*** Records to process

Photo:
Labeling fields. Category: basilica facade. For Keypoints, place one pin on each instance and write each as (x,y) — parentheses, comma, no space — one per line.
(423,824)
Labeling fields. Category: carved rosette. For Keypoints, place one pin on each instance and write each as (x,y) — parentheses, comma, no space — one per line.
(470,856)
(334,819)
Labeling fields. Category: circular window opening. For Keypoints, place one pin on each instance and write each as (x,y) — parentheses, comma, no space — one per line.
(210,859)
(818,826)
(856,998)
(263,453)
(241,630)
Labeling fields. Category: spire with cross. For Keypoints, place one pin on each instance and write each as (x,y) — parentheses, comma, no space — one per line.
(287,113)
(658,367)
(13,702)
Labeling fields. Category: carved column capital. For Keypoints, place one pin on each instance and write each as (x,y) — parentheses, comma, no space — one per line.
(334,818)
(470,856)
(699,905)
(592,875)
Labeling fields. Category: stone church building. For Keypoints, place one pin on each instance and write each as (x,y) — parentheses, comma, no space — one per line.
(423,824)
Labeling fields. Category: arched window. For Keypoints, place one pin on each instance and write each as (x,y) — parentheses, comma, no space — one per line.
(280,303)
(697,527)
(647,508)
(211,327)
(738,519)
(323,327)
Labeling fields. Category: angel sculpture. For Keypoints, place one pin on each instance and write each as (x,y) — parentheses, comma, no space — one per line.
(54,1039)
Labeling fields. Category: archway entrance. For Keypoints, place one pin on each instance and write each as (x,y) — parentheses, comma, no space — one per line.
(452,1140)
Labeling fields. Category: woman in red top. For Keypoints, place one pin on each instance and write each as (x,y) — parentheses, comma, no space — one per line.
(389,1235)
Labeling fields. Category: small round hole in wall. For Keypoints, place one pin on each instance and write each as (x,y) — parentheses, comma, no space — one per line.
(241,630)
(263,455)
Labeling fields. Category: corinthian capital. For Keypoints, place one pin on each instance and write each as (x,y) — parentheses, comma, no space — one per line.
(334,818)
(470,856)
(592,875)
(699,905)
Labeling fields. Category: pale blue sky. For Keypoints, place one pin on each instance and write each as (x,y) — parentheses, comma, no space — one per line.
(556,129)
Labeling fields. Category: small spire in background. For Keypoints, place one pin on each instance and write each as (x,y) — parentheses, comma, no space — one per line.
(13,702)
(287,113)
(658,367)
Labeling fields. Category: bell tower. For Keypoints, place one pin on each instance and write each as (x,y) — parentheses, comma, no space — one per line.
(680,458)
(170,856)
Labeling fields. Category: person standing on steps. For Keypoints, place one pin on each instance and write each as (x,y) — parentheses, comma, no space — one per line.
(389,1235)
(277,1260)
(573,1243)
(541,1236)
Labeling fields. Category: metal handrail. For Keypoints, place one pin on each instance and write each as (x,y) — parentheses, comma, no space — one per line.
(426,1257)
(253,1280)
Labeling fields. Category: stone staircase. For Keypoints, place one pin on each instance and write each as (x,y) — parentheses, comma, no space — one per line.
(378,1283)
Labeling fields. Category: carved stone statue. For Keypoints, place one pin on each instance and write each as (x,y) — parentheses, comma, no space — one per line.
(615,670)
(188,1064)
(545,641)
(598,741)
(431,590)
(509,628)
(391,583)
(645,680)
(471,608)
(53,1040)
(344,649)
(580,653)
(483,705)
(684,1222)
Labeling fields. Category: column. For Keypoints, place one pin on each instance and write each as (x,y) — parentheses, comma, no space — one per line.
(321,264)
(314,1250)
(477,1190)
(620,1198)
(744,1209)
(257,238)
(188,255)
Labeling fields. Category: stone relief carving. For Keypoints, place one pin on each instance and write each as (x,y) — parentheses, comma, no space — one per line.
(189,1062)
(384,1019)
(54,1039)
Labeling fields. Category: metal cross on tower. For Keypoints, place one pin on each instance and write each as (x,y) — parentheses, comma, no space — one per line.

******

Exercise objective:
Exact copies of every record are required, so retype them in full.

Solution to the exercise:
Photo:
Labeling fields. Category: basilica facade. For Keypoints, place one pin on each instance and write each as (x,y) — parentheses, comma, no space — one per line.
(423,824)
Labeling fields. Category: carved rosette. For Keypoints, place one pin on each instance and write each as (x,y) — parentheses, comma, no space — one per line.
(470,856)
(334,819)
Labeling fields. Category: circular window opening. For Keypoints, place one pin on each instance and write each as (x,y) — parentheses, comma, no space — one per line.
(210,859)
(818,826)
(856,998)
(263,453)
(241,630)
Labeling fields. Category: spire with cross. For Keypoints, place one pin on each instance and write each as (x,y) — parentheses, comma, no space — one per line.
(287,113)
(658,367)
(13,702)
Labeling fields. Category: carved column capital. For Keypoints, place one pin on each instance and write each as (x,y) — parentheses, comma, no space — one per line.
(334,818)
(470,856)
(699,905)
(592,875)
Labeling fields. Category: stone church building. For Keypoints, place one pin on each instance and write each as (x,y) — parentheses, comma, no space — one per line.
(423,824)
Labeling fields. Category: arched window. For Keypoints, place one pin on each instance and write each as (x,y) — parentheses, comma, no space — one per line.
(280,303)
(697,527)
(647,508)
(211,327)
(738,519)
(323,327)
Labeling fields. Category: angel sculpture. For Keypoints, place one pin on each instance and write each as (x,y) — parentheses, comma, no space — one per line.
(54,1039)
Labeling fields. Category: archway entrance. For Keypoints, place one pin on each instance and write each as (x,y) — parentheses, comma, no space — one per line.
(452,1140)
Labeling fields. Category: woman in red top. For Keypoints, place one pin on each instance and write each as (x,y) — parentheses, comma, no space — one per line.
(389,1235)
Labeling fields. Category: small round hole in wall. For Keypoints, place one pin on each instance and write each as (x,y) — parentheses, comma, no space — one per line.
(241,630)
(263,455)
Labeling fields. Category: corinthian capital. For Keypoints, place one pin on each instance and write each as (x,y) — parentheses, comma, no space — one per line.
(334,818)
(470,856)
(592,875)
(699,905)
Labeling fields. Category: pale blue sky. For Keypoints, place one pin on each instance and write each as (x,y) — parentheses, comma, no space — one per line.
(556,129)
Labeling fields. Category: small spire in background. For Keypoints, place one pin on each instance and write each as (x,y) — parentheses, comma, no space — one per line.
(13,702)
(287,113)
(658,367)
Labeling fields. Category: bell tower. For Keypoints, place one pin on each instance and write each as (x,y) — parentheses, comma, no space — one per line.
(680,458)
(170,856)
Labeling fields. Category: person standing on steps. For Keypoints, place one pin on each instance and write each as (x,y) — parentheses, comma, no space — one per line.
(389,1235)
(277,1260)
(573,1243)
(541,1236)
Labeling fields. Category: metal handrail. For Keypoints, place one pin on each instance and write each as (x,y) — parentheses, comma, no space — one per line.
(426,1257)
(253,1280)
Labeling fields. Category: stone staircase. For Keypoints, place one pin on each instance and write each as (x,y) — parentheses, comma, no space — one per line.
(378,1283)
Labeling fields. Category: carved stone statue. For Keypoints, place one pin on each instance and write each as (x,y) — parentheses, comma, no space — one per line.
(615,670)
(188,1064)
(545,641)
(598,741)
(431,590)
(509,628)
(391,583)
(645,680)
(471,608)
(53,1040)
(344,649)
(580,653)
(483,705)
(684,1222)
Labeling fields. Category: column. For Keypoints, place one pin on each instance and write each as (x,y) — parentheses, comma, no space — one per line.
(321,264)
(314,1250)
(477,1190)
(620,1198)
(744,1209)
(257,238)
(188,255)
Labeling fields. Category: stone relief carving. For Keypoints, place one pin on each instance and write each as (x,y) — parentheses, comma, no space — one per line.
(189,1062)
(384,1019)
(54,1039)
Labeling fields. Category: metal cross on tower. For Keypoints, place one pin on each instance and write each as (x,y) — parentheses, comma, no space — one per line.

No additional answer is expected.